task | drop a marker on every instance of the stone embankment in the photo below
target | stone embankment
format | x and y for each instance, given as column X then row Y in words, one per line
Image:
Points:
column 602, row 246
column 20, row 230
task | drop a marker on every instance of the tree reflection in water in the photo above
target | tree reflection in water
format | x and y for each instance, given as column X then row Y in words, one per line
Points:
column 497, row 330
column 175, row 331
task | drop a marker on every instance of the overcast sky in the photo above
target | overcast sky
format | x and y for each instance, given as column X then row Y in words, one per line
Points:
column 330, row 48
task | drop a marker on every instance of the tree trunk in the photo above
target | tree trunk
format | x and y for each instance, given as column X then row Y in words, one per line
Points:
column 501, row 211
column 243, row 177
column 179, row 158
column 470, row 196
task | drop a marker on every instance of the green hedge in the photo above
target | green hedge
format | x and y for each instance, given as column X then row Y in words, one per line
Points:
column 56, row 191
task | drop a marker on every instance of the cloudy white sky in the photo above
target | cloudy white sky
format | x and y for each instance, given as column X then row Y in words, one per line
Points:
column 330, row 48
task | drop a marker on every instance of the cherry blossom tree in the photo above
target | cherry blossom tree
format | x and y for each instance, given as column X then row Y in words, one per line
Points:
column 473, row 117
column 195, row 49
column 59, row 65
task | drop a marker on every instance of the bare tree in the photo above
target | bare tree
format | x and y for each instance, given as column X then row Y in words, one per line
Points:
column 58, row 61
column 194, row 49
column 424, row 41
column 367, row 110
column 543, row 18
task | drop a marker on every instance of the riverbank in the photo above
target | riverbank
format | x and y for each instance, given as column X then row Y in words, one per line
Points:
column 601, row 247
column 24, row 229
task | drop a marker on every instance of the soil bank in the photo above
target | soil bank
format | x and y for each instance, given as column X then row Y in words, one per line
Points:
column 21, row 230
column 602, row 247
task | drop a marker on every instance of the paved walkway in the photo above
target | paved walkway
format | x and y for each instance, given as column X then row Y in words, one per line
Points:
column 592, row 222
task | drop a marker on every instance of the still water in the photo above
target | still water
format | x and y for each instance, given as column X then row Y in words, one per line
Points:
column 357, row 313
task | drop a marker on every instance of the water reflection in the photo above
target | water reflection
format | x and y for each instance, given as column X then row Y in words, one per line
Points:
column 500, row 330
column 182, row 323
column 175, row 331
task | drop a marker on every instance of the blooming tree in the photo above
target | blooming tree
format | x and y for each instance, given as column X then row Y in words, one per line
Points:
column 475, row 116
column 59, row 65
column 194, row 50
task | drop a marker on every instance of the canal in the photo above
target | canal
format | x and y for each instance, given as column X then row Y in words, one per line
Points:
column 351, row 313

#####

_The problem_
Write out, word for word, the lines starting at the one containing "task | drop a marker on every instance of the cloudy" and ending at the one containing "column 543, row 18", including both of those lines.

_Written solution_
task | drop a marker on every instance of the cloudy white sky in the photo above
target | cloudy white sky
format | x and y for each instance, given as column X then row Y in words, one per line
Points:
column 330, row 48
task | drop a marker on every instance of the cherry blossom tree in the photo above
target | cherry blossom tree
format | x and y for each instance, given as column X then row Y in words, one per line
Points:
column 473, row 117
column 195, row 49
column 59, row 65
task | drop a marker on every instance of the bare tree in the photo above
target | bare tree
format | x and y for each instance, given as column X then row Y in words, one per line
Points:
column 58, row 61
column 194, row 49
column 424, row 41
column 367, row 110
column 543, row 18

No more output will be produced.